═════ Source material ═════

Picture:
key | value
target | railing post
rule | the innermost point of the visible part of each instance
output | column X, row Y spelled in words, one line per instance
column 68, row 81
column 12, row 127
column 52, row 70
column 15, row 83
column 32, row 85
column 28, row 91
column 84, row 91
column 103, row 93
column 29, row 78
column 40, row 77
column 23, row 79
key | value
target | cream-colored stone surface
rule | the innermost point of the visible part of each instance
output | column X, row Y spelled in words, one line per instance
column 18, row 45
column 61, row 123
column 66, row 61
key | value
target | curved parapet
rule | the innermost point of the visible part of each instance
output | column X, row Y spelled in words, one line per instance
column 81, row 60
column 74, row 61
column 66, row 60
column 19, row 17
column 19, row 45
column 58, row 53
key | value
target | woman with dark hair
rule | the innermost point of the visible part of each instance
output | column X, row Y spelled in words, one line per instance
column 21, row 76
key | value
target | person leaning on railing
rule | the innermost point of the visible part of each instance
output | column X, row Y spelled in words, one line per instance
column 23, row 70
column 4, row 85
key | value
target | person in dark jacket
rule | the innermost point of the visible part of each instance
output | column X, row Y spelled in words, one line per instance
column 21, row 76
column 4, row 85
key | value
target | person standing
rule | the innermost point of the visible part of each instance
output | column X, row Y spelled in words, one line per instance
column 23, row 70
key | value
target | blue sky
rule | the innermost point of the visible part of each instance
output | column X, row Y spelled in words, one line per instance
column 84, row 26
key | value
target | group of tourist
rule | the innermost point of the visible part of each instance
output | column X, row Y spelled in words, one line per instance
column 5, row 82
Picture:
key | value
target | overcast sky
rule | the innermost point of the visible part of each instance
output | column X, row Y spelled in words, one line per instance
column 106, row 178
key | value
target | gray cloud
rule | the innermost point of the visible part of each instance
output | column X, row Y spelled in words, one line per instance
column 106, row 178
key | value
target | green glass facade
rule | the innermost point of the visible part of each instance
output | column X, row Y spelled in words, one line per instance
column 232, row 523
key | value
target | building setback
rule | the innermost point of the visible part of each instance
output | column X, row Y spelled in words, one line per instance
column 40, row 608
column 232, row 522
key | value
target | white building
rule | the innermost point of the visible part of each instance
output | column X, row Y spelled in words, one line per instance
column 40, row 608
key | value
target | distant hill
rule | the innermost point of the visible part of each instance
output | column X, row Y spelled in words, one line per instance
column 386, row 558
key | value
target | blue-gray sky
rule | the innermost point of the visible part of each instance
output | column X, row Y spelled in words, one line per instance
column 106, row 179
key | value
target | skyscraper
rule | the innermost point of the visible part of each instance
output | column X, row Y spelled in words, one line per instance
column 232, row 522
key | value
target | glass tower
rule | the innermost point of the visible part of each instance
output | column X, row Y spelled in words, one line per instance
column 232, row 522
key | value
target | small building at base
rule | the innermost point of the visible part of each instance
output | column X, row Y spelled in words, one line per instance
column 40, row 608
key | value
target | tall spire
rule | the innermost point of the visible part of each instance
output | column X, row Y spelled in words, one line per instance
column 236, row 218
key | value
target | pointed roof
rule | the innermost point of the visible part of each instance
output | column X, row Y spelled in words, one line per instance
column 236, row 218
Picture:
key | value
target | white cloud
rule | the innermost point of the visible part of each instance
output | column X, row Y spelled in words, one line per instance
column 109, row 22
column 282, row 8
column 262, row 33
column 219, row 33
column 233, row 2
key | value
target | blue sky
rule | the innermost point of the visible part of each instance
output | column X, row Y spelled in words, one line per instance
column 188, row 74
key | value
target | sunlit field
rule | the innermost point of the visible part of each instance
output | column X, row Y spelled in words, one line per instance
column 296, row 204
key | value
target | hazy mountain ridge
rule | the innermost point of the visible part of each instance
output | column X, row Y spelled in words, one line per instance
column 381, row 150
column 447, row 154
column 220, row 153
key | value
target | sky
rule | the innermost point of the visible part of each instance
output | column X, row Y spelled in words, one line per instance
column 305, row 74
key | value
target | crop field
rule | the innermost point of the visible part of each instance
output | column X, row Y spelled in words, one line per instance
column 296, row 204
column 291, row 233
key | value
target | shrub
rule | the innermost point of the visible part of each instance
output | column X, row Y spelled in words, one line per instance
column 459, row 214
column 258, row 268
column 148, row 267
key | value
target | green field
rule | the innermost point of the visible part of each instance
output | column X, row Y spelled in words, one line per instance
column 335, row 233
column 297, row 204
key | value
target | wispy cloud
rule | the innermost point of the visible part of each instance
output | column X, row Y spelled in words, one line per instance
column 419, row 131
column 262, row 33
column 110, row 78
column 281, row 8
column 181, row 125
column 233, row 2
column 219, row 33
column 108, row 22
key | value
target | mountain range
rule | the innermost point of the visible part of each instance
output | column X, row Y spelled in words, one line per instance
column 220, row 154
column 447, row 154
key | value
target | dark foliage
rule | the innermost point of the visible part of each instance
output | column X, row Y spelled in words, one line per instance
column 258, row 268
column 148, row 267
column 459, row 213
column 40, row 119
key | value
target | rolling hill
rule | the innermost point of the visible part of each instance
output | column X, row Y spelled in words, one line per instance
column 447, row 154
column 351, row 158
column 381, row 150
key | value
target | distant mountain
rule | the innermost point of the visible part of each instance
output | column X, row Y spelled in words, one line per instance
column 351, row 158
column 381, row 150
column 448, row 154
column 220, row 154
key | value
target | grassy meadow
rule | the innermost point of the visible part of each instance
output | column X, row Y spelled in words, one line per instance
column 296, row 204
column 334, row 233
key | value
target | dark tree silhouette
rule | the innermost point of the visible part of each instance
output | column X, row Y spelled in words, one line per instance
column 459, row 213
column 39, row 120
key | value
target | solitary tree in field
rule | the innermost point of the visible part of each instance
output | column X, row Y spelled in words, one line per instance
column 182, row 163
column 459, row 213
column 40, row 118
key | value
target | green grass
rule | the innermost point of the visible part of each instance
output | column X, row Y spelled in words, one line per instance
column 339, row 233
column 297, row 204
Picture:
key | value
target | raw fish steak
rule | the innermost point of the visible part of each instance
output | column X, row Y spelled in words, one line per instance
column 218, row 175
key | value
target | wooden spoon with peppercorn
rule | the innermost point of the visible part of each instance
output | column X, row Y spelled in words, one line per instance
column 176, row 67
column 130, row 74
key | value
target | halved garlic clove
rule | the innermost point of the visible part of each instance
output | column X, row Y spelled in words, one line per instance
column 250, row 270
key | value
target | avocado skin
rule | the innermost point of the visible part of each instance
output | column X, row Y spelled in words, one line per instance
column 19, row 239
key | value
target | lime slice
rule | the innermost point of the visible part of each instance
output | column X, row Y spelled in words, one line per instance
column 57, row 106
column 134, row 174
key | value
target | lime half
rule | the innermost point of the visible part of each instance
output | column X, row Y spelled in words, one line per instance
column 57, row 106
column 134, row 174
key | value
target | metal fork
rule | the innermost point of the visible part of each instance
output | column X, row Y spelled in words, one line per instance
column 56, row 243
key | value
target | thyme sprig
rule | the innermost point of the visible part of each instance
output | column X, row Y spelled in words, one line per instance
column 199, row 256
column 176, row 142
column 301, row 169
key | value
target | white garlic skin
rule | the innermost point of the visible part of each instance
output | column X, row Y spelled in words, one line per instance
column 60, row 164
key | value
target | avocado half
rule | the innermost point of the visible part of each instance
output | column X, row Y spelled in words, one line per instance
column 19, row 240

═════

- What to work on -
In the listing above, find every line with the word "person" and copy it.

- Response to the exercise -
target | person leaning on railing
target | person in dark jacket
target | person standing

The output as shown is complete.